Source text:
********

October 1, 2024

Disney cut at Raymond James as several headwinds to keep stock range-bound

Investing.com — Raymond James downgraded Disney (DIS) from Outperform to Market Perform in a note Tuesday, citing several headwinds, particularly within the Parks division, that are expected to keep the stock in a range-bound pattern over the next 12-18 months.

Despite a recent 12% bounce, analysts believe Disney is unlikely to outperform meaningfully in the near term.

“Parks Are Under Pressure,” Raymond James noted, stressing that park attendance and pricing power are slowing down.

Following a post-COVID surge, they said demand is now moderating as consumers digest price increases from the last four years.

Furthermore, Disney is said to be facing increased competition, particularly with the launch of Universal’s Epic Universe in Orlando next summer, a key market for Disney. This competition is expected to be a major headwind.

Raymond James highlighted three specific challenges affecting Disney’s parks: the Paris Olympics pulling attendance away from Disneyland Paris, a typhoon that temporarily closed Shanghai Disney and the impact of a recent major hurricane on Walt Disney (NYSE:DIS) World in Orlando.

These factors contributed to a cautious outlook heading into the company’s fiscal fourth-quarter report.

While the firm acknowledges Disney’s strong positioning in the transition from linear TV to streaming—particularly through its ownership of two scaled streaming services and a leading portfolio of intellectual property—Raymond James remains concerned about the high costs associated with launching ESPN’s streaming product.

Raymond James also noted that while Disney’s three new cruise ships, expected by the end of 2025, will contribute to growth, they will bring significant capital expenditures that will pressure free cash flow in the near term.

Raymond James expects “low-single-digit growth in EPS and FCF” over the next two years, keeping the stock range-bound. “We find additional multiple expansion unlikely,” the note concludes.

********

Listed records:
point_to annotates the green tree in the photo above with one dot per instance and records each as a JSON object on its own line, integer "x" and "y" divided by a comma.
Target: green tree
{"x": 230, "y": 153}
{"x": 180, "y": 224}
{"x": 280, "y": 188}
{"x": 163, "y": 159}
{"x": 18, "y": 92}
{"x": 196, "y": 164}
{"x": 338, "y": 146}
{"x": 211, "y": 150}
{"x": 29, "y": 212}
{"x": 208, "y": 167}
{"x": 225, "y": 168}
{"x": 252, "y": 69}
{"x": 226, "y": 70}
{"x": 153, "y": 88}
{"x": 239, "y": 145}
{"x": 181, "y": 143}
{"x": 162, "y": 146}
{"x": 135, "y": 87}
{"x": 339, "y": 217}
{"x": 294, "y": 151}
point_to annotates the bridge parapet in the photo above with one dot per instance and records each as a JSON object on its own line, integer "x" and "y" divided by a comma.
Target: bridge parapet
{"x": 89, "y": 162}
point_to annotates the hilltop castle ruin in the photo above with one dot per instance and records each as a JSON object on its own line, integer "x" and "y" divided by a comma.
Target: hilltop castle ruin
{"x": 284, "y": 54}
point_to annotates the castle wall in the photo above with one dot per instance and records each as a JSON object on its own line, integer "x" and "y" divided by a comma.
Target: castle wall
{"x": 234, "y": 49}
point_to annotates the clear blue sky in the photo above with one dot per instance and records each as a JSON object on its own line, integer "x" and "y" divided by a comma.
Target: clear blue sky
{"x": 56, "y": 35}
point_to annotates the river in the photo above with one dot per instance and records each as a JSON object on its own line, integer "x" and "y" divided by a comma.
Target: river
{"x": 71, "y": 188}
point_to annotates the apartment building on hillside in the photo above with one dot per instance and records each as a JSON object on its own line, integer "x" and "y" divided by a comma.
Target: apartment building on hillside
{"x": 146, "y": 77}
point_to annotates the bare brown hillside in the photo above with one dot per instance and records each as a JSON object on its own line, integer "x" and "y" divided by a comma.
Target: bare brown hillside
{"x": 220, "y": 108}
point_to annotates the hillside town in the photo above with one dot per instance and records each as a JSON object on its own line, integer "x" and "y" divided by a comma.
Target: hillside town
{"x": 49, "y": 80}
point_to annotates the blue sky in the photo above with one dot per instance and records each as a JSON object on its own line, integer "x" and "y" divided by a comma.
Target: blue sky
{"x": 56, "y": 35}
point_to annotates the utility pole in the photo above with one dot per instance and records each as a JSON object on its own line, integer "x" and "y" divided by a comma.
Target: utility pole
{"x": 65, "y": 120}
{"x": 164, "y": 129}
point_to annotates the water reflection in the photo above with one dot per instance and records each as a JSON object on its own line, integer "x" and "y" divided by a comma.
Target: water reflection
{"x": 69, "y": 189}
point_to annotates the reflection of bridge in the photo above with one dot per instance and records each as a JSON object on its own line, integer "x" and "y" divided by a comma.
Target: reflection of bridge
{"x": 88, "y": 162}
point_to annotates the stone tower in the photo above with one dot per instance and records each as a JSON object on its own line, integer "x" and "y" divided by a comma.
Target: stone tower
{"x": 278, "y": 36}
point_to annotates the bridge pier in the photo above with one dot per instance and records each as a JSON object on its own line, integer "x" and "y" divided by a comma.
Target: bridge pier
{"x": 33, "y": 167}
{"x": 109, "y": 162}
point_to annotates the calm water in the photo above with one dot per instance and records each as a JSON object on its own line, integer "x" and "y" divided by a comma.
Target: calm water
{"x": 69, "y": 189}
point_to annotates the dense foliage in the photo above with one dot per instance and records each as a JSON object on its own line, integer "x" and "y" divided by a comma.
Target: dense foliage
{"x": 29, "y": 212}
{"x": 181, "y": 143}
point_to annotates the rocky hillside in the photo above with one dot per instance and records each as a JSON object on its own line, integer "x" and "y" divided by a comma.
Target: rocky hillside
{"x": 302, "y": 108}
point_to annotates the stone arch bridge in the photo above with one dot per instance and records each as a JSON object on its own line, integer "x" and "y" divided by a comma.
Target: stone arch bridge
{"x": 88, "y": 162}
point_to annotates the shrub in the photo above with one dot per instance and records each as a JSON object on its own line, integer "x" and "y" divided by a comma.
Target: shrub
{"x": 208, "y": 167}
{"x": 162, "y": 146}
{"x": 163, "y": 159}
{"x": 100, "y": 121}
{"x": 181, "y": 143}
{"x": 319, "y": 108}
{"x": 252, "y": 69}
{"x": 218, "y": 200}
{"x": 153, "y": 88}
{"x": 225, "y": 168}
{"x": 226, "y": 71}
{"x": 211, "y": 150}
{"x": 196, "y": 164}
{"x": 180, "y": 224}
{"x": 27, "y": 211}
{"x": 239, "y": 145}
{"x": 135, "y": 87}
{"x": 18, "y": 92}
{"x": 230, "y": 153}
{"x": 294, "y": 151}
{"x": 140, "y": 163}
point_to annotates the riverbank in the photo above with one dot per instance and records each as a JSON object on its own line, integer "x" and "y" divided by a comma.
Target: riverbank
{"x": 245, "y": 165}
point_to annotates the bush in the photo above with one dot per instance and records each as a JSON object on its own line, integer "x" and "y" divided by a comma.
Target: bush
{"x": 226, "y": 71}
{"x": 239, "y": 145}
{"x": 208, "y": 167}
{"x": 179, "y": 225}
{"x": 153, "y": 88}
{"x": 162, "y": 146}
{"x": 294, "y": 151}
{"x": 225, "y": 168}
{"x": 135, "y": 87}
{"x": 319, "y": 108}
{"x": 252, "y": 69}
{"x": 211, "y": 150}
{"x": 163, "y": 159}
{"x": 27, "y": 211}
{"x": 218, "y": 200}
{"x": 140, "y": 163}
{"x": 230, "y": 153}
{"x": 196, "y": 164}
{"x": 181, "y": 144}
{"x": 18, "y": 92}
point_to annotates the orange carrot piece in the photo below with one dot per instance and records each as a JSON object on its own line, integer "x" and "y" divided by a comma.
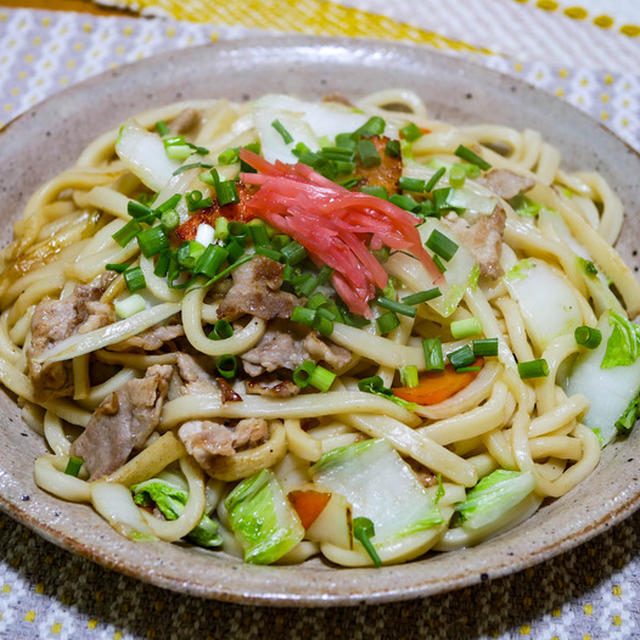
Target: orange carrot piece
{"x": 309, "y": 505}
{"x": 436, "y": 386}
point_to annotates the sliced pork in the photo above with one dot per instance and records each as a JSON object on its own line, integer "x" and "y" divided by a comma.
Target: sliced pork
{"x": 387, "y": 173}
{"x": 483, "y": 239}
{"x": 206, "y": 440}
{"x": 123, "y": 422}
{"x": 280, "y": 348}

********

Activities:
a) Answer each question using the article on the Disney downgrade above.
(i) What rating did Raymond James give Disney after the downgrade?
(ii) Which new attraction in Orlando does the article name as competition for Disney?
(iii) By when are Disney's three new cruise ships expected?
b) Using the article on the Disney downgrade, explain why demand at Disney's parks is now moderating.
c) From the article on the Disney downgrade, extract everything from "These factors contributed" down to "flow in the near term.".

Answers to the exercises:
a)
(i) Market Perform, down from Outperform.
(ii) Universal's Epic Universe, launching next summer.
(iii) By the end of 2025.

b) Demand surged after COVID and is now moderating because consumers are digesting the price increases of the last four years.

c)
These factors contributed to a cautious outlook heading into the company’s fiscal fourth-quarter report.

While the firm acknowledges Disney’s strong positioning in the transition from linear TV to streaming—particularly through its ownership of two scaled streaming services and a leading portfolio of intellectual property—Raymond James remains concerned about the high costs associated with launching ESPN’s streaming product.

Raymond James also noted that while Disney’s three new cruise ships, expected by the end of 2025, will contribute to growth, they will bring significant capital expenditures that will pressure free cash flow in the near term.